(Records shown begins)
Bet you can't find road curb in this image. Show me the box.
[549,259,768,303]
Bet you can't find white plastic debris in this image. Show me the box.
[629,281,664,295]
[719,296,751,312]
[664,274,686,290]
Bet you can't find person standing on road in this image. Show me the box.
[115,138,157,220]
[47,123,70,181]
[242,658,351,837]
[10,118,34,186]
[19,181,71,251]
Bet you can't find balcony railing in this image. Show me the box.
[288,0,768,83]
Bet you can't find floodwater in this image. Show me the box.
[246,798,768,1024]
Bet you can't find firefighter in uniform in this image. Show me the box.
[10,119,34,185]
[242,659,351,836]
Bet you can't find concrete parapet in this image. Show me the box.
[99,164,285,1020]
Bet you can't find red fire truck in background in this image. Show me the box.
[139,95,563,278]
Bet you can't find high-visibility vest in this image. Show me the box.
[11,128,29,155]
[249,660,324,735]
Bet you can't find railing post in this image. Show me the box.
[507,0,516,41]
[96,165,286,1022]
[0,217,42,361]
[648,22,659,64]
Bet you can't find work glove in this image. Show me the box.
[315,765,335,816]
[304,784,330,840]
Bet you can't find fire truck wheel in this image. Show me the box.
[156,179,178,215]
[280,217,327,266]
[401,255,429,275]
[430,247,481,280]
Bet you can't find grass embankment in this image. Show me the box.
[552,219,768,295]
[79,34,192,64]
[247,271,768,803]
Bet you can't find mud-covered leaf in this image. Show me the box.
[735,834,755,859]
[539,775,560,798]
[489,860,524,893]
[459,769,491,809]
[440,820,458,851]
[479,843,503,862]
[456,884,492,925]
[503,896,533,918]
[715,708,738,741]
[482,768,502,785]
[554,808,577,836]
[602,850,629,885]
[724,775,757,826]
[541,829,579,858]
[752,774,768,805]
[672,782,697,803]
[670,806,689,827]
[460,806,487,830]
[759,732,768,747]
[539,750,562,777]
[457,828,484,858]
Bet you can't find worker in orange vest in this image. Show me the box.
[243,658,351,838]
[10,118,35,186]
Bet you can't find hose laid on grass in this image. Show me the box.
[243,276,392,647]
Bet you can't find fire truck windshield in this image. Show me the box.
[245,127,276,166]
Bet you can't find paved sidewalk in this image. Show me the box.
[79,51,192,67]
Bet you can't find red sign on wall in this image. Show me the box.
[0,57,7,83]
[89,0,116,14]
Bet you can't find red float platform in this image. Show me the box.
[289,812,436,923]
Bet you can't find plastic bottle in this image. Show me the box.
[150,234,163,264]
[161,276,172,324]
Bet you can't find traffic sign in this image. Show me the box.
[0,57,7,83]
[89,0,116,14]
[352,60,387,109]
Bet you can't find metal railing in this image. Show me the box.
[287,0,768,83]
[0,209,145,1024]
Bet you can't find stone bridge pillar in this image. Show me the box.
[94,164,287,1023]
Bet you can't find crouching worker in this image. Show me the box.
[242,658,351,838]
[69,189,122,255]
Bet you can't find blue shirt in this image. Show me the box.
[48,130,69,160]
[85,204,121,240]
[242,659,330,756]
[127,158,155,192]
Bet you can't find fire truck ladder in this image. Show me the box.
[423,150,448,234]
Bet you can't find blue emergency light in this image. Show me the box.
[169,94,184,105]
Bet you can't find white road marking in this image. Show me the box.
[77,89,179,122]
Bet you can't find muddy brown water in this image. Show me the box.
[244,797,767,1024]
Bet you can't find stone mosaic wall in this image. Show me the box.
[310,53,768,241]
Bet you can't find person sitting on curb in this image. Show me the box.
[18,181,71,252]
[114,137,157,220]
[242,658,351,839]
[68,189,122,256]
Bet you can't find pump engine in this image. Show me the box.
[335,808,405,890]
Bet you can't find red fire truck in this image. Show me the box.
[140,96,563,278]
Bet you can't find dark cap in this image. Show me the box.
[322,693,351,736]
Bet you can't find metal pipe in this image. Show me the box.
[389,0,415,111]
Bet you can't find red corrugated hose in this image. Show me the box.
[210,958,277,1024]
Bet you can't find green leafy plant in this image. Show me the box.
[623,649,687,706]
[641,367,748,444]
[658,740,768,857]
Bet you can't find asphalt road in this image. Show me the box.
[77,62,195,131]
(Records shown ends)
◆ **What the exercise asks**: Exact output of every entry is required.

◆ **Task solution**:
Bet you can't find road curb in this image. Show me the box.
[549,259,768,303]
Bet you can't find white plastic debris in this image. Show me the box.
[629,281,664,295]
[719,296,751,312]
[664,274,686,290]
Bet you can't find person standing on road in this image. Show me the box.
[115,138,157,220]
[47,123,70,181]
[242,658,351,837]
[10,118,34,186]
[19,181,71,251]
Bet you can't find balcony railing in this image. Show me the box.
[288,0,768,83]
Bet you can't find floodwater in this image. Show me the box.
[246,798,768,1024]
Bet you can't find firefighter in uniform in this image. Show me the box.
[10,119,34,185]
[242,659,351,836]
Bet you can't find concrete parapet in this image. Show me the box.
[99,164,285,1020]
Bet you can't find red fire truck in background in this image. Show me the box.
[139,95,563,278]
Bet you can't find high-visibility vest in this image. Show me the box.
[11,128,29,155]
[249,660,324,735]
Bet you can't find railing post in this image. Show me the box.
[507,0,516,41]
[96,165,286,1022]
[0,217,42,361]
[648,22,659,64]
Bet you can't find work glove in this image. Show me the box.
[315,765,335,816]
[304,784,330,840]
Bet you can't find fire truck wheel in this image. Show me the box.
[156,179,178,215]
[280,217,327,266]
[401,255,429,275]
[430,247,481,280]
Bet you can't find grass embankment in this image. Show me the box.
[552,219,768,295]
[79,34,192,64]
[247,271,768,803]
Bet you can't find mud-covered leaf in this image. Show me the box.
[735,834,755,859]
[539,775,560,798]
[489,860,524,893]
[459,769,491,809]
[440,820,458,851]
[479,843,503,862]
[456,884,492,925]
[503,896,533,918]
[715,708,738,741]
[482,768,502,785]
[554,808,577,836]
[602,850,629,885]
[724,775,757,826]
[541,829,579,858]
[752,774,768,805]
[672,782,697,803]
[670,806,689,827]
[460,806,487,830]
[759,732,768,747]
[539,750,562,777]
[457,828,484,858]
Bet you can't find worker in orange vest in this image. Show me the box.
[243,658,351,838]
[10,118,35,186]
Bet you can't find hose laid on grass in this image. Show me the box.
[243,276,392,647]
Bet you can't find fire truck windshield in this image. Show me the box.
[245,127,276,166]
Bet you can't find paved sidewalk in this image. Show me the box.
[79,51,192,67]
Bet you can't find red sign on wall in this image. Show me the box.
[0,57,7,83]
[89,0,116,14]
Bet you can't find red float platform in this image. Show me the box.
[289,812,436,923]
Bet you can't find plastic bottle in this image. Show me the box.
[150,234,163,264]
[161,276,172,324]
Bet you can't find traffic sign in this image. Show me the box.
[0,57,7,83]
[89,0,116,14]
[352,60,387,109]
Bet you can't find metal railing in this image. Show me the box.
[287,0,768,83]
[0,209,145,1024]
Bet you can't find stone bridge pillar in this image. Show me the box.
[94,164,287,1023]
Bet you can't find crouching worker in this image. Show me the box.
[242,658,351,838]
[69,189,122,255]
Bet you can't find blue shirt in this image. Show me the box.
[48,130,69,160]
[85,204,121,240]
[242,659,330,756]
[127,158,155,192]
Bet you can't find fire truck ladder in this image. Show me the box.
[423,150,448,234]
Bet you can't find blue emergency light in this image. Show me the box.
[169,94,184,105]
Bet you can't find white road marking in this image. Show me the box.
[77,89,179,122]
Bet you can't find muddy brown water in this image. Show me the box.
[244,797,767,1024]
Bet you can't find stone mosaic wall in this image. Show me the box.
[310,53,768,241]
Bet you can't find person sitting on curb in this image. Show me the box.
[18,181,71,252]
[114,137,157,220]
[242,658,351,839]
[68,189,122,256]
Bet you can't find pump engine in this image. Show me the box.
[335,808,405,890]
Bet you can't find red fire truck in this image. Show me the box.
[140,96,563,278]
Bet you can't find dark cap in this image. Show me the box.
[322,693,351,736]
Bet you can't find metal pipe in this image. Show me the box.
[389,0,415,111]
Bet you can't find red corrugated hose in this image. Show me the box.
[210,958,277,1024]
Bet you can't find green leafy plant in this image. Show me the box.
[623,649,687,706]
[641,367,748,444]
[658,740,768,857]
Bet you can't find asphalt road in this image. Show me the box.
[77,62,195,131]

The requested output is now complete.